[Источник]:

•••••

«Музей для читающих»* не только собирает жителей российских городов нашей огромной страны, чтобы они поучаствовали в разговоре с известными писателями о литературе, о книгах и чтении и многом другом, но и знакомит писателей с жизнью русских музеев за пределами столиц, вместе с ними глубже узнаёт российскую историю. Писатели — народ любознательный, им всё интересно, Михаил Визель — не исключение. Вот что он увидел в Казани и её окрестностях.
Я не первый раз в Казани, но всякий раз этот замечательный город умеет удивить меня чем‑то новым. В этот раз удивлений оказалось целых два.
Во‑первых, это музей Боратынского. Я, разумеется, знал, что Боратынский связан с Казанью, но не знал, как именно. Оказалось, так: прекрасной городской усадьбой, в которой восстановлен быт первой половины XIX века... Но в которой сам Евгений Абрамович не бывал, потому что купили эту усадьбу уже его дети. И действительно прожили в ней три поколения, до 1917 года. Что же, оказывается, бывает и так в музейном деле. В доме Пушкина на Арбате сам Пушкин прожил два месяца, и мы помним этот дом с более чем 200‑летней историей как «Дом Пушкина на Арбате». Боратынские жили более чем полвека, но не жил сам Боратынский.
Чему я совершенно не удивился — так это тому, что в музее Боратынского нашлось место и для Пушкина. Мне с законной гордостью предъявили столик, за которым Александр Сергеевич писал, будучи проездом в Казани. Он был здесь два дня, но присел что‑то записать. А как же иначе.
Другим неожиданным для меня воплощением духа этого места оказалось подаренная мне книга прямой правнучки Евгения Абрамовича Ольги Александровны Боратынской, по мужу Ильиной. Образованная барышня из богатой дворянской семьи сама могла стать недурной поэтессой, но год её рождения, 1894, к этому не располагал. Вслед за своим мужем, гусаром Павлоградского полка (привет «Войне и миру»!) ей пришлось уехать в Харбин, оттуда в Калифорнию — и там заняться пошивом дамских платьев. Так что к литературе Ольга Боратынская‑Ильина смогла вернуться только в 1930‑е годы, написав откровенно автобиографический роман «Канун восьмого дня», с явным намёком на то, чтó случилось после семи дней творения. А вот то и случилось, что образованной барышне пришлось стать модисткой.
Впервые этот роман был опубликован в 1951 году по‑английски и только полвека спустя по‑русски — на родине, в Казани. Современному читателю в нём, конечно, сильно отдаются «Сёстры», первая часть «Хождений по мукам» Алексея Толстого. Книга подкупает подлинностью. Описывая злоключения своей героини Ниты, Ольга явно пишет о себе самой. О том, что чувствовали и как чувствовали образованные барышни того времени. И почему несчастный канун восьмого дня, в котором умолчал Моисей, оказался неизбежным.

•••••

[Задание 1]:
Соответствуют ли тексту о музее Боратынского следующие утверждения? На каждое ответьте «да» или «нет» и дословно приведите решающие слова текста.
(a) В доме на Арбате Пушкин прожил два месяца.
(b) Евгений Абрамович Боратынский жил в казанской усадьбе.
(c) Роман «Канун восьмого дня» впервые вышел на русском языке.
[Задание 2]:
Перепишите дословно отрывок из текста о музее Боратынского, начиная со слов «Во‑первых, это музей» и заканчивая словами «жил сам Боратынский.» включительно.
[Задание 3]:
Ответьте по тексту о музее Боратынского:
(a) Сколько поколений прожило в казанской усадьбе?
(b) Сколько дней Пушкин был в Казани?
(c) В каком году родилась Ольга Александровна Боратынская?

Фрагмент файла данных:
•••••

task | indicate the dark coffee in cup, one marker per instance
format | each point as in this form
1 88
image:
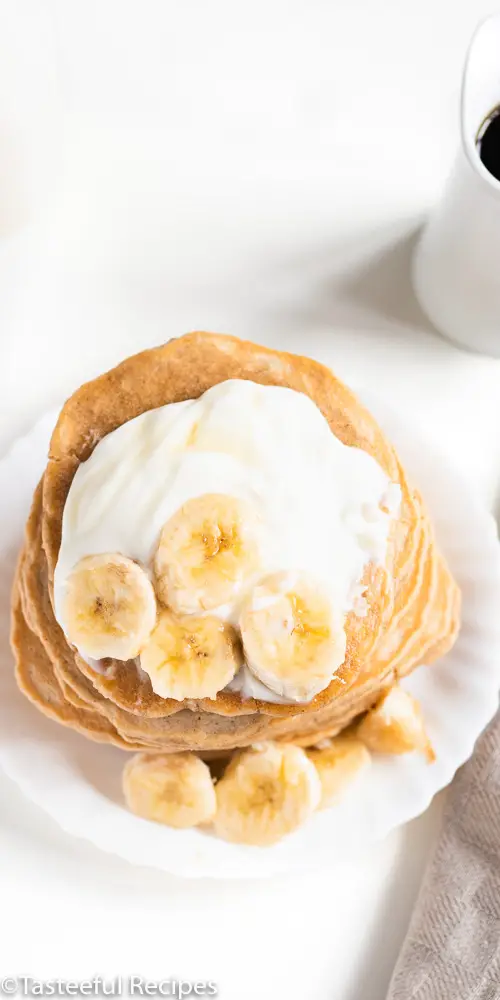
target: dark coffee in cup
488 143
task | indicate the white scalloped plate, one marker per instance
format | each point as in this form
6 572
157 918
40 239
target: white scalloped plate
78 782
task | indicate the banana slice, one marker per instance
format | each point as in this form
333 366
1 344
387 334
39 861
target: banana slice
109 607
265 793
396 725
190 657
293 641
338 766
175 789
207 549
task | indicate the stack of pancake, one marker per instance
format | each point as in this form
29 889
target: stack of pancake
412 602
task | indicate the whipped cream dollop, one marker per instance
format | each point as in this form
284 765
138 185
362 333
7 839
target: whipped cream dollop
324 508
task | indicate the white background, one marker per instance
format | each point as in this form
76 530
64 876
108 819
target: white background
256 168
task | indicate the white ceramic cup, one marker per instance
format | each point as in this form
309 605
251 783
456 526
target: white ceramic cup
456 267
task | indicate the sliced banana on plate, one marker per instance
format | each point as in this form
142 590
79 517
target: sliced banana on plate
338 765
109 606
190 657
175 789
265 793
396 725
206 550
292 639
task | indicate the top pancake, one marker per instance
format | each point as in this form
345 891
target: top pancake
403 598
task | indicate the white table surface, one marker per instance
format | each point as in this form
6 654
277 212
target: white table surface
260 169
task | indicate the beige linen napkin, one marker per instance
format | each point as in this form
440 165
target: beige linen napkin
452 949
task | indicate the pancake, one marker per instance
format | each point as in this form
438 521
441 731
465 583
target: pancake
412 602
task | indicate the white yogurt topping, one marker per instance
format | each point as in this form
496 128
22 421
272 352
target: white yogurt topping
320 502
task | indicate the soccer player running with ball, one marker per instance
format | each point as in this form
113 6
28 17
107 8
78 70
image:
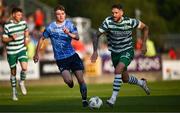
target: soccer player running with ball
61 32
16 37
118 30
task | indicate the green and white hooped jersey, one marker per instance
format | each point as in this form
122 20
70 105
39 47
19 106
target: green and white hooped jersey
119 34
19 29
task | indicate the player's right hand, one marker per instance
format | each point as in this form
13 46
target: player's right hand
36 58
94 57
14 36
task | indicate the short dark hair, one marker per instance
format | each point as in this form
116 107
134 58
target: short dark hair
16 9
59 7
118 6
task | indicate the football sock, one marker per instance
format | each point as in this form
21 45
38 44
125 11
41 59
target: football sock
83 90
134 80
116 85
23 75
13 81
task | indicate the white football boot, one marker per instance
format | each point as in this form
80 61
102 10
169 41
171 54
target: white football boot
145 87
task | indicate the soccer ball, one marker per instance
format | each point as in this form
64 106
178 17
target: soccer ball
95 102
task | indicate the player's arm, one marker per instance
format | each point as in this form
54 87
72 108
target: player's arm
7 39
95 46
39 45
74 36
145 30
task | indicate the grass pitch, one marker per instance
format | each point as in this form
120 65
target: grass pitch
165 97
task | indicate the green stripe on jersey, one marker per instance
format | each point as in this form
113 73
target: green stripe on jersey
19 29
119 34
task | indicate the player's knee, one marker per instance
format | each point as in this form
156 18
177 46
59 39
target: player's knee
70 84
119 69
13 72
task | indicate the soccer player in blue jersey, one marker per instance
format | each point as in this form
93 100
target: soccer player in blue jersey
118 30
61 32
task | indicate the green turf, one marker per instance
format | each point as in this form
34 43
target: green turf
165 97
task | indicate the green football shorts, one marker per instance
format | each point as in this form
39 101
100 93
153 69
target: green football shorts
125 57
21 57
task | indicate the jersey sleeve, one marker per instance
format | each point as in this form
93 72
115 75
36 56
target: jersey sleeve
103 27
46 33
134 22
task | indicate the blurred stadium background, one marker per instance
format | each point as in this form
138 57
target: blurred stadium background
160 65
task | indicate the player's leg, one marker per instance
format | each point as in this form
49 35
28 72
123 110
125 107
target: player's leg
67 77
77 67
64 68
23 59
12 63
131 79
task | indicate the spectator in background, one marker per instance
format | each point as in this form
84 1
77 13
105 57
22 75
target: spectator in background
119 29
39 18
172 53
138 47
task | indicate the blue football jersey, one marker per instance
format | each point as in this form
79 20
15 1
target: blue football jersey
61 42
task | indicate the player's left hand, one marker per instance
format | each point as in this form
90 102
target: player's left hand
94 57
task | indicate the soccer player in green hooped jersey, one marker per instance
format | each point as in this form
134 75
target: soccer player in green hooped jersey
118 30
16 37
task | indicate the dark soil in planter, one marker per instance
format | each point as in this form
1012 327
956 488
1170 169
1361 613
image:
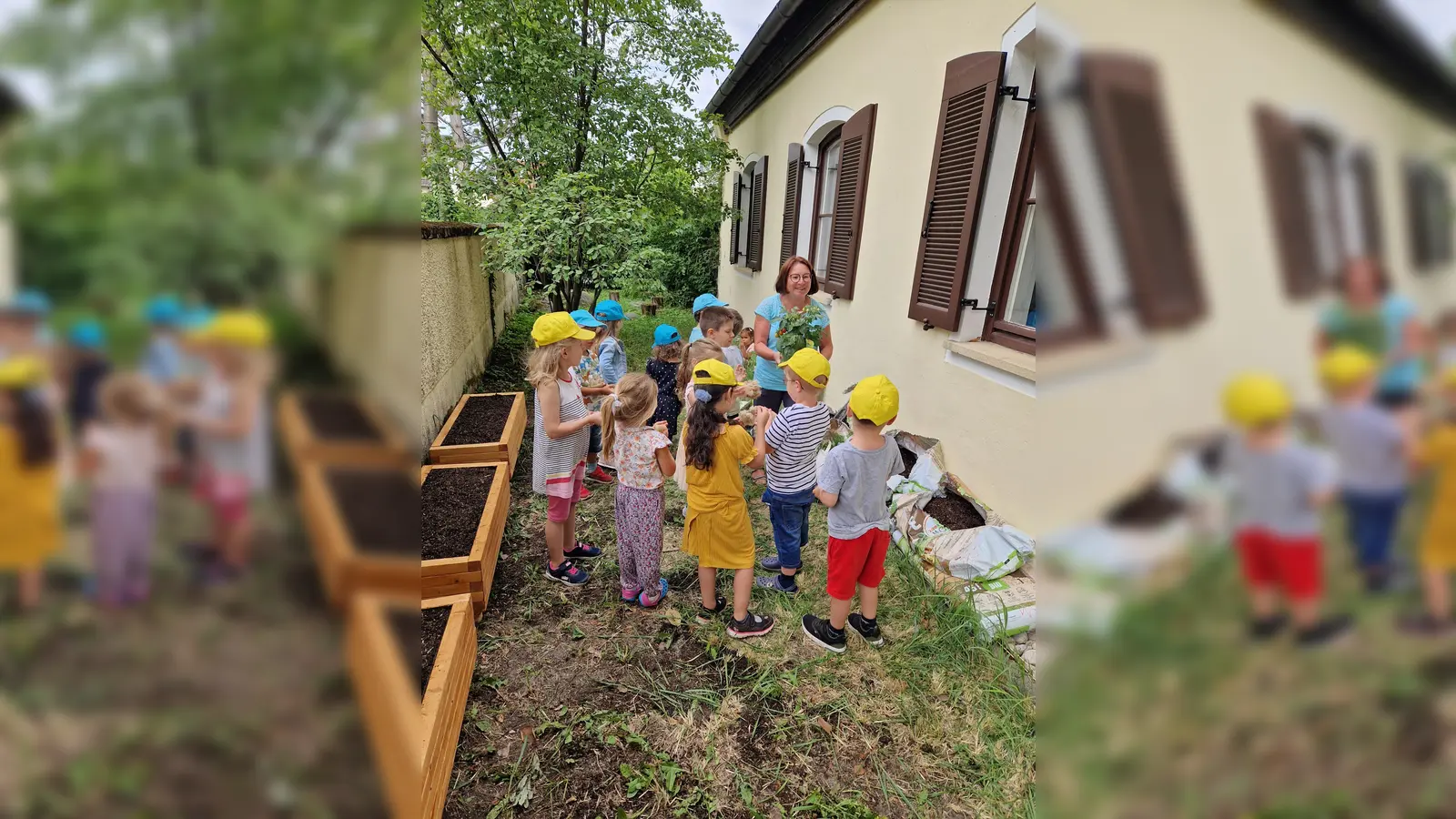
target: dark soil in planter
380 509
337 417
1149 508
451 504
405 624
480 420
431 632
909 460
954 513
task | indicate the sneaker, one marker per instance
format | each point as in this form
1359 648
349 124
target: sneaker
1267 627
582 551
776 584
1324 632
820 632
706 615
662 595
750 625
567 573
866 629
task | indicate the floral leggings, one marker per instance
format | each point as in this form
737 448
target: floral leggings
640 540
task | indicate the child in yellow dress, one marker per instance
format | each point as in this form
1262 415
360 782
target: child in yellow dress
1438 551
718 531
29 487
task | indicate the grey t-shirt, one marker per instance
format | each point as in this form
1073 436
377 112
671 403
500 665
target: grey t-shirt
859 477
1369 443
1273 487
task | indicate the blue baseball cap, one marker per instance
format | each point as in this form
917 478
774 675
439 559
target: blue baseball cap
86 334
584 318
706 300
611 310
165 310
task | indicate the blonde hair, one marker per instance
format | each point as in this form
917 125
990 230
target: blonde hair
698 351
545 361
128 398
632 404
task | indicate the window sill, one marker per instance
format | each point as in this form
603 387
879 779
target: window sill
1004 359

•••••

[Ответ упражнения 1]:
(a) Да: «В доме Пушкина на Арбате сам Пушкин прожил два месяца».
(b) Нет: «Но в которой сам Евгений Абрамович не бывал, потому что купили эту усадьбу уже его дети».
(c) Нет: «Впервые этот роман был опубликован в 1951 году по‑английски».

[Ответ упражнения 2]:
Во‑первых, это музей Боратынского. Я, разумеется, знал, что Боратынский связан с Казанью, но не знал, как именно. Оказалось, так: прекрасной городской усадьбой, в которой восстановлен быт первой половины XIX века... Но в которой сам Евгений Абрамович не бывал, потому что купили эту усадьбу уже его дети. И действительно прожили в ней три поколения, до 1917 года. Что же, оказывается, бывает и так в музейном деле. В доме Пушкина на Арбате сам Пушкин прожил два месяца, и мы помним этот дом с более чем 200‑летней историей как «Дом Пушкина на Арбате». Боратынские жили более чем полвека, но не жил сам Боратынский.

[Ответ упражнения 3]:
(a) Три поколения, до 1917 года.
(b) Два дня.
(c) В 1894 году.